- Text segment:
--- --- ---
Mr. BANKS, of Mifflin, had no apprehension as to the previous question being called, except on proper occasions, or that it would be made use of to cut off debate when it might be calculated to throw more light on the subject under consideration. His belief was, that while the members of the Convention conducted themselves prudently and faithfully in relation to the trust committed to their charge, they would have no reason to fear the call for the previous question. Surely no gentleman on that floor entertained an idea of that sort, or imagined that injury would be done him, or the Commonwealth, on account of it. The rule was not going to be resorted to, for the purpose of putting down any member. That being the impression on his mind, he felt very unwilling to rescind the rule.Indeed, he thought it would be of advantage in furthering the business.

Mr. PORTER, of Northampton, said that he could see no use in going into committee of the whole, unless they accomplished the object of so doing. We had determined that the Constitution should be considered in committee of the whole, for the purpose of allowing greater latitude of debate, than under the rule which governed the body, when sitting as a

Convention. This was the course pursued in all Legislative bodies. We, however, had carried the principle a little further, for we expressly restricted the calling of the previous question while a member was speaking. Now, that was going one step further than was once allowed in the Legislature of Pennsylvania. Some gentlemen, it appeared, now wanted to rescind that part of the rule, which forbade the calling of the previous question in committee of the whole. He would ask whether it was not strikingly inconsistent to destroy the object for which the Convention go into committee of the whole, by authorizing the previous question to be called? He had said the other day, and he would say now, that it was a perfect anomaly in legislation to adopt that course of proceeding. While he regreted the unnecessary time that was consumed in rambling debates, producing crimination and re-crimination, he could not give his consent to clog the operations of the body, by saying that members shall not express their opinions. The Convention went into committee of the whole to give every gentleman an opportunity to express his views and opinions freely and openly, and to offer their amendments for consideration and discussion, with a liberality and freedom, which could not be done in Convention. What, he would ask, was the object of going into committee of the whole, if we were to be restricted as much as in the Convention? Why abolish that part of the rule, merely to change the presi ding officer? If that was all-if we were to permit the previous question to be called in committee, he would, without hesitation, say that he would vote for rescinding the rule. He was not present at the time the rule was adopted, or he would have expressed the opinion which he had now done concerning it.
--- --- ---
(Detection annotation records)
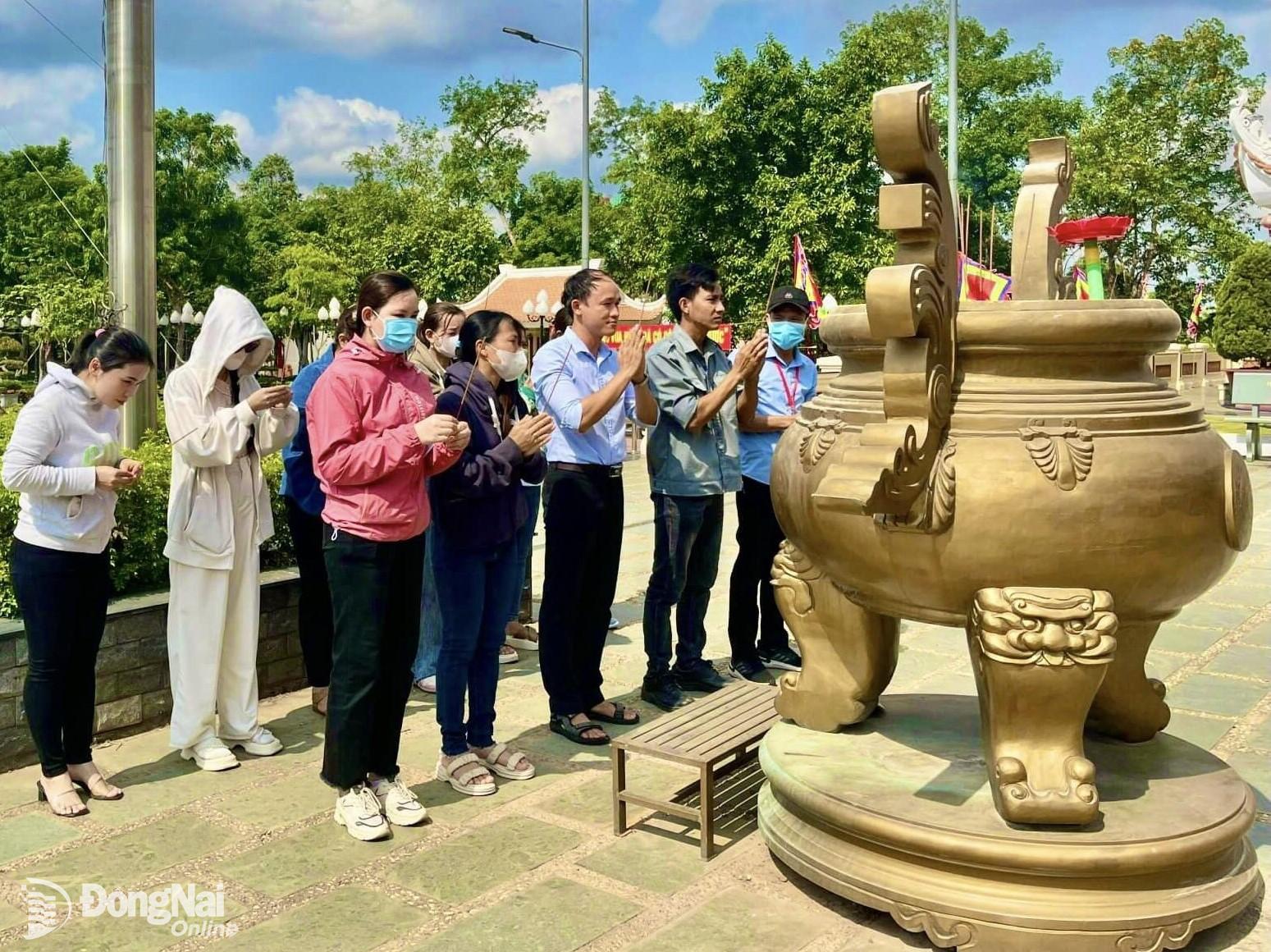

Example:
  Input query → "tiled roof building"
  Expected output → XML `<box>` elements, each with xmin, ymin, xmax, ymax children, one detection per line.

<box><xmin>459</xmin><ymin>258</ymin><xmax>666</xmax><ymax>328</ymax></box>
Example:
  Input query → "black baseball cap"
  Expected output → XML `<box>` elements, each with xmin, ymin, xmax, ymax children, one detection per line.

<box><xmin>768</xmin><ymin>287</ymin><xmax>812</xmax><ymax>314</ymax></box>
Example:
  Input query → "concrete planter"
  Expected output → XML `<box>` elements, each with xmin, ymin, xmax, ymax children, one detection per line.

<box><xmin>0</xmin><ymin>570</ymin><xmax>305</xmax><ymax>771</ymax></box>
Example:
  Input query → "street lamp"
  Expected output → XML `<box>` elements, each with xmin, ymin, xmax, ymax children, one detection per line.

<box><xmin>503</xmin><ymin>0</ymin><xmax>591</xmax><ymax>268</ymax></box>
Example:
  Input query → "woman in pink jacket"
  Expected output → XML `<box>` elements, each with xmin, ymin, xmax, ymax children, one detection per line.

<box><xmin>306</xmin><ymin>272</ymin><xmax>469</xmax><ymax>840</ymax></box>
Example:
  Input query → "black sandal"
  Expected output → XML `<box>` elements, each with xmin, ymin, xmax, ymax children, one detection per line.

<box><xmin>71</xmin><ymin>774</ymin><xmax>123</xmax><ymax>801</ymax></box>
<box><xmin>587</xmin><ymin>700</ymin><xmax>639</xmax><ymax>727</ymax></box>
<box><xmin>549</xmin><ymin>714</ymin><xmax>610</xmax><ymax>748</ymax></box>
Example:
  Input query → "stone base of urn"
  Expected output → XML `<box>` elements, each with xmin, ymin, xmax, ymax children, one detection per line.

<box><xmin>759</xmin><ymin>694</ymin><xmax>1262</xmax><ymax>952</ymax></box>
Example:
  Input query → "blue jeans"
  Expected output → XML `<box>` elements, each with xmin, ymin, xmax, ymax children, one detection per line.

<box><xmin>507</xmin><ymin>486</ymin><xmax>542</xmax><ymax>621</ymax></box>
<box><xmin>644</xmin><ymin>493</ymin><xmax>723</xmax><ymax>680</ymax></box>
<box><xmin>431</xmin><ymin>531</ymin><xmax>525</xmax><ymax>757</ymax></box>
<box><xmin>410</xmin><ymin>529</ymin><xmax>441</xmax><ymax>681</ymax></box>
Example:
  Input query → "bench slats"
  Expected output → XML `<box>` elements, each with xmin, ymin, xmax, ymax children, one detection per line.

<box><xmin>614</xmin><ymin>683</ymin><xmax>780</xmax><ymax>767</ymax></box>
<box><xmin>635</xmin><ymin>695</ymin><xmax>773</xmax><ymax>748</ymax></box>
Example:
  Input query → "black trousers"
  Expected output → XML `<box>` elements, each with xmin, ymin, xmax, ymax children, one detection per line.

<box><xmin>9</xmin><ymin>539</ymin><xmax>111</xmax><ymax>776</ymax></box>
<box><xmin>322</xmin><ymin>526</ymin><xmax>423</xmax><ymax>790</ymax></box>
<box><xmin>729</xmin><ymin>477</ymin><xmax>789</xmax><ymax>663</ymax></box>
<box><xmin>283</xmin><ymin>496</ymin><xmax>334</xmax><ymax>688</ymax></box>
<box><xmin>539</xmin><ymin>468</ymin><xmax>623</xmax><ymax>714</ymax></box>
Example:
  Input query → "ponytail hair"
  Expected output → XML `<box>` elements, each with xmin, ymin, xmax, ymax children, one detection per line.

<box><xmin>70</xmin><ymin>327</ymin><xmax>155</xmax><ymax>373</ymax></box>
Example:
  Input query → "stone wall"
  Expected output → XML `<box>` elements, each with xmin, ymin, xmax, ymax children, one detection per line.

<box><xmin>0</xmin><ymin>570</ymin><xmax>305</xmax><ymax>771</ymax></box>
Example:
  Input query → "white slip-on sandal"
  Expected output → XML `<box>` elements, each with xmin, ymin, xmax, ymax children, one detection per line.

<box><xmin>436</xmin><ymin>751</ymin><xmax>498</xmax><ymax>797</ymax></box>
<box><xmin>472</xmin><ymin>742</ymin><xmax>535</xmax><ymax>780</ymax></box>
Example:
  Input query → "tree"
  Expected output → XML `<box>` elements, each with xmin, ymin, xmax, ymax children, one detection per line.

<box><xmin>511</xmin><ymin>172</ymin><xmax>615</xmax><ymax>268</ymax></box>
<box><xmin>239</xmin><ymin>153</ymin><xmax>300</xmax><ymax>304</ymax></box>
<box><xmin>146</xmin><ymin>109</ymin><xmax>252</xmax><ymax>310</ymax></box>
<box><xmin>1214</xmin><ymin>244</ymin><xmax>1271</xmax><ymax>366</ymax></box>
<box><xmin>440</xmin><ymin>76</ymin><xmax>546</xmax><ymax>248</ymax></box>
<box><xmin>0</xmin><ymin>139</ymin><xmax>106</xmax><ymax>291</ymax></box>
<box><xmin>1069</xmin><ymin>19</ymin><xmax>1253</xmax><ymax>313</ymax></box>
<box><xmin>597</xmin><ymin>2</ymin><xmax>1081</xmax><ymax>320</ymax></box>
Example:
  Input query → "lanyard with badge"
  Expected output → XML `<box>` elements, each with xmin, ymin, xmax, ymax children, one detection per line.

<box><xmin>773</xmin><ymin>357</ymin><xmax>799</xmax><ymax>413</ymax></box>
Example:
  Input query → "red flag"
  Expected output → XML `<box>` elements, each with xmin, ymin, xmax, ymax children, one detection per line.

<box><xmin>793</xmin><ymin>236</ymin><xmax>821</xmax><ymax>331</ymax></box>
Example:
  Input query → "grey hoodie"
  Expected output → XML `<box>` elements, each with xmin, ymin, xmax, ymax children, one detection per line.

<box><xmin>0</xmin><ymin>364</ymin><xmax>120</xmax><ymax>553</ymax></box>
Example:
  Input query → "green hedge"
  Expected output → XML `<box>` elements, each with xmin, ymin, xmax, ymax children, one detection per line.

<box><xmin>0</xmin><ymin>407</ymin><xmax>295</xmax><ymax>618</ymax></box>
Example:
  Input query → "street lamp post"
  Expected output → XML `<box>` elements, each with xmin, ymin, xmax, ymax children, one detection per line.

<box><xmin>503</xmin><ymin>0</ymin><xmax>591</xmax><ymax>268</ymax></box>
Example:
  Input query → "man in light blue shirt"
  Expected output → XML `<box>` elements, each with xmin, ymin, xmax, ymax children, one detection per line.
--- --- ---
- Set of tasks:
a) Reproduce the convention debate excerpt from "Mr. BANKS, of" to "furthering the business.".
b) Answer these questions from the convention debate excerpt:
(i) What place is Mr. Banks identified with?
(ii) What place is Mr. Porter identified with?
(iii) According to Mr. Porter, during what circumstance did the Convention expressly restrict the calling of the previous question?

- Final results:
a)
Mr. BANKS, of Mifflin, had no apprehension as to the previous question being called, except on proper occasions, or that it would be made use of to cut off debate when it might be calculated to throw more light on the subject under consideration. His belief was, that while the members of the Convention conducted themselves prudently and faithfully in relation to the trust committed to their charge, they would have no reason to fear the call for the previous question. Surely no gentleman on that floor entertained an idea of that sort, or imagined that injury would be done him, or the Commonwealth, on account of it. The rule was not going to be resorted to, for the purpose of putting down any member. That being the impression on his mind, he felt very unwilling to rescind the rule.Indeed, he thought it would be of advantage in furthering the business.

b)
(i) Mifflin
(ii) Northampton
(iii) While a member was speaking